■ Task requirements
Looking at the records below, say how many lines contain "desk". Nothing else belongs in the answer.

(Data records)
____________________
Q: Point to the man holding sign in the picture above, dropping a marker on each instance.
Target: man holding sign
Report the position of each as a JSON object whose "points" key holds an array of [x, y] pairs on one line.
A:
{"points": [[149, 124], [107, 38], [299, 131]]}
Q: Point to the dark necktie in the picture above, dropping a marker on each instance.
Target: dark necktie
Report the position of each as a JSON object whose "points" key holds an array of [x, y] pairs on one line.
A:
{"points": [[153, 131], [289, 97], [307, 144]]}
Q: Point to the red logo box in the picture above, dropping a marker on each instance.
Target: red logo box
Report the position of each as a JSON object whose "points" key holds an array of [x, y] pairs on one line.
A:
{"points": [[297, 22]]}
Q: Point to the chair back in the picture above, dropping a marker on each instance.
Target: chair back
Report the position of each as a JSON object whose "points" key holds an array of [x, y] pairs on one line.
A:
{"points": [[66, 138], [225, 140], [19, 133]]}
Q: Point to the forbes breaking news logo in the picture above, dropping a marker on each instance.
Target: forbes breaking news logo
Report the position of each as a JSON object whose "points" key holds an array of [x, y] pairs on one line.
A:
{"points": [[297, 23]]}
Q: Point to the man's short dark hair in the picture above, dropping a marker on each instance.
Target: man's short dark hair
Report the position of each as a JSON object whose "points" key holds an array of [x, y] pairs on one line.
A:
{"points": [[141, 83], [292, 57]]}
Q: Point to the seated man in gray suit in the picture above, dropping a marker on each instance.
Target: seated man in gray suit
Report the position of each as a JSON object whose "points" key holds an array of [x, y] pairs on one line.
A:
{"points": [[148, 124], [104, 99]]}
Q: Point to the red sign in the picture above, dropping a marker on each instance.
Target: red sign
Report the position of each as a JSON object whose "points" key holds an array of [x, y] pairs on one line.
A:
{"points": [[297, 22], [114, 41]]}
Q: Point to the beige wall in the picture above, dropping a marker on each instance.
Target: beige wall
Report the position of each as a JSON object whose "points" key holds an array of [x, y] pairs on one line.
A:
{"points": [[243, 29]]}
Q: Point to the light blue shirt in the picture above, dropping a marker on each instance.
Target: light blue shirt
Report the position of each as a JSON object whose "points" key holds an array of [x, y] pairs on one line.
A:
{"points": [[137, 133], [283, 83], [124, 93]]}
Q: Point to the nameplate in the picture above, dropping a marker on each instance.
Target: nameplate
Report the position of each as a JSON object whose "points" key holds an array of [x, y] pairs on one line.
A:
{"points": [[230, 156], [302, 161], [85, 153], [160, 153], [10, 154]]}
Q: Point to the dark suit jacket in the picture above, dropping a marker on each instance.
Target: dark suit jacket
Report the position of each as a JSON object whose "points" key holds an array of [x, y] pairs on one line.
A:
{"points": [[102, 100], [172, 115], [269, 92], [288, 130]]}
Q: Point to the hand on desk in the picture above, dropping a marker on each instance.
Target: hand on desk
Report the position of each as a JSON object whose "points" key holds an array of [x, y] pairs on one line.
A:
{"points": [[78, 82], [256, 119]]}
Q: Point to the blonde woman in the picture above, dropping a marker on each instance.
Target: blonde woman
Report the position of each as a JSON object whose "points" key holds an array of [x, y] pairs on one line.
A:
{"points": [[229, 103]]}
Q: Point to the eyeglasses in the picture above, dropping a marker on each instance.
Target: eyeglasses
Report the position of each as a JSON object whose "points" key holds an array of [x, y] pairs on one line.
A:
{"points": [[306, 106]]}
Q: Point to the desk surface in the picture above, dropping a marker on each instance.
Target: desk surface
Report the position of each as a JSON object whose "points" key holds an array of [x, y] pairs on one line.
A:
____________________
■ Answer section
4